*Requirement:* The expected output is every entry, repeated word for word.

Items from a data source
-.-.-

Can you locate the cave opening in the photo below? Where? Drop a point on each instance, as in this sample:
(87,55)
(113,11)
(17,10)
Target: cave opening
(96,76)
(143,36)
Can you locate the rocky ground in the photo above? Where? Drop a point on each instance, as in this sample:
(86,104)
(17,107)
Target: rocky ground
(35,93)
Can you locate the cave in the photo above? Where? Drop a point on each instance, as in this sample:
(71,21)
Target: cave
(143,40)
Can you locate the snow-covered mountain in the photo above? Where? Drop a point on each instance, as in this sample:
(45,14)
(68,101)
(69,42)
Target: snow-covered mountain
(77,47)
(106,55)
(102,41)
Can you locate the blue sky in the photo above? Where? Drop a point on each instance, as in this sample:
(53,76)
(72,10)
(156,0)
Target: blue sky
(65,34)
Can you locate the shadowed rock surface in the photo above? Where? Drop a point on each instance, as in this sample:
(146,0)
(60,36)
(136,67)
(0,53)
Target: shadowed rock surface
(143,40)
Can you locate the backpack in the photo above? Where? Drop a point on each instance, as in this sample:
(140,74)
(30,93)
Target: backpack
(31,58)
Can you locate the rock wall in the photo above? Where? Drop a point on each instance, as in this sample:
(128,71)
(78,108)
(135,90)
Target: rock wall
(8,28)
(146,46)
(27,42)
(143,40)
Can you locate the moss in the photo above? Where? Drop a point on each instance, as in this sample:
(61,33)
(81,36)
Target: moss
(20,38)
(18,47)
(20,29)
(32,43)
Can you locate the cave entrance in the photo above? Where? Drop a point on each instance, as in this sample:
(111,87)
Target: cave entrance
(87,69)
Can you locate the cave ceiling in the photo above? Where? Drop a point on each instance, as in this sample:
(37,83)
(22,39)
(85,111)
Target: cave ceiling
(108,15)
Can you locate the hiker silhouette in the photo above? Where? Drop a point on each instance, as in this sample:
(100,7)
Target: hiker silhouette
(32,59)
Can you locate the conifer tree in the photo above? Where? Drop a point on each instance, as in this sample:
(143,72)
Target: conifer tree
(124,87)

-.-.-

*Result of the task:*
Can you locate the cave opening in the photo below? Where? Drop a point on each instance, as in this sample:
(87,55)
(113,11)
(17,10)
Target: cave opening
(96,76)
(143,36)
Can you locate the rocky ground in the photo above? Where? Drop a point on each instance, as in this sample:
(86,104)
(17,107)
Target: rocky ground
(35,93)
Can you locate the cave in the photo above? Where? Drop a point on each instance, as in this sample:
(71,21)
Target: cave
(143,40)
Can you locate the snow-covered mountain in the photo above? Where? Drop a point on each instance, as in this sample:
(45,14)
(68,101)
(69,42)
Target: snow-covered mountain
(77,47)
(106,55)
(102,41)
Can you locate the blue sky in the photo above? Where? Drop a point on each instance, as in this sample:
(53,76)
(72,10)
(156,0)
Target: blue sky
(65,34)
Can you locate the shadowed rock surface in the photo above? Where? Drop a point on each instance, as in this sample:
(146,0)
(60,36)
(136,67)
(0,53)
Target: shadowed rock surface
(143,40)
Can you locate the backpack in the photo above? Where? Drop a point on each instance, as in this sample:
(140,74)
(30,93)
Target: backpack
(31,58)
Can you locate the rock wall in the photo above? Where? Drop a point on each instance, as in this sample:
(128,71)
(78,108)
(135,90)
Target: rock wall
(8,28)
(146,46)
(27,42)
(143,40)
Can you locate the moss in the photo above? Where? Drop a point on each instance, as in this sample:
(61,33)
(81,36)
Target: moss
(20,38)
(18,47)
(20,29)
(32,43)
Can you locate the cave entrance in the photo above? Where? Drop a point on each instance, as in this sample:
(111,87)
Target: cave entrance
(87,69)
Can you locate the cave ceiling in the photo above? Where? Drop a point on each instance, as in this sample:
(37,83)
(22,39)
(85,111)
Target: cave ceiling
(108,15)
Can you locate the hiker silhouette in the photo above? Where? Drop a point on each instance, as in this sample:
(100,7)
Target: hiker silhouette
(32,59)
Can you locate the conifer tree in the photo above? Where? Drop a point on each instance, as in this sample:
(143,72)
Target: conifer tree
(124,87)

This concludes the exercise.